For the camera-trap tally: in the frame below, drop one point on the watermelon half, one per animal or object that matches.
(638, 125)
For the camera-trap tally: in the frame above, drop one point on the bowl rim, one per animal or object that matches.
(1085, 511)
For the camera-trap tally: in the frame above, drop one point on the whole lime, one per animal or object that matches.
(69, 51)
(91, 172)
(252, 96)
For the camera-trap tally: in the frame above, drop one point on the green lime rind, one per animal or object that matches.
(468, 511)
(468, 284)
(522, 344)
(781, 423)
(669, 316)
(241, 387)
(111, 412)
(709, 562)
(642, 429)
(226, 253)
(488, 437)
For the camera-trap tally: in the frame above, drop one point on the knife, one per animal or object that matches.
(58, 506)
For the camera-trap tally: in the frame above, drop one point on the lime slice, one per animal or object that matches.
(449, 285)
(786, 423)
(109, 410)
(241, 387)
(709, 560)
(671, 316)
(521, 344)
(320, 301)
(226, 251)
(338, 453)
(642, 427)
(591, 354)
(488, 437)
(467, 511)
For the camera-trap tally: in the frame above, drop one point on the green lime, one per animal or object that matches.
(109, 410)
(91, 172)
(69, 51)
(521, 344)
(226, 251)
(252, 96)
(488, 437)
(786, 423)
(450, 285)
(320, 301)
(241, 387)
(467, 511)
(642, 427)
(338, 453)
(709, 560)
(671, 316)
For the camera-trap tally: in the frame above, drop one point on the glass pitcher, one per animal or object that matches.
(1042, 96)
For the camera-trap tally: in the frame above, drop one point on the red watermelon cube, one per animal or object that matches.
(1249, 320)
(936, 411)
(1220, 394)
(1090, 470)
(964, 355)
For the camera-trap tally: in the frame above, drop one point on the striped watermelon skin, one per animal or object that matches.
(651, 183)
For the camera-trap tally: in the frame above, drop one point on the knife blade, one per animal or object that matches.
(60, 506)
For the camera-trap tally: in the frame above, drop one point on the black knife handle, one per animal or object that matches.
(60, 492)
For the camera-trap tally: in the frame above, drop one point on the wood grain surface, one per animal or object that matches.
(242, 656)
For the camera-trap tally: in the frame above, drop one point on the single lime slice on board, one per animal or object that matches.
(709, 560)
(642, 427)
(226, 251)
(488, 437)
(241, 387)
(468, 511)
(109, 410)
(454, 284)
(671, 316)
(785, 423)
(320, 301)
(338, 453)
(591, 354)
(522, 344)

• WORK TASK:
Could you print the lines above, exactly as written, from the line containing "handle, one per animal or object that matches." through the final one?

• ANSWER SPACE:
For the camera-trap tally: in the frame above, drop one point on the black knife handle, one per animal or object that matches.
(60, 492)
For the camera-trap tally: in the frame above, drop one point on the wood grain surface, one per animal or object that matches.
(242, 656)
For the camera-trap tally: in the frame above, drop one point on the single lime slice on board, one per animal or object that matches.
(709, 560)
(642, 427)
(226, 251)
(488, 437)
(241, 387)
(468, 511)
(109, 410)
(454, 284)
(671, 316)
(785, 423)
(320, 301)
(338, 453)
(591, 354)
(522, 344)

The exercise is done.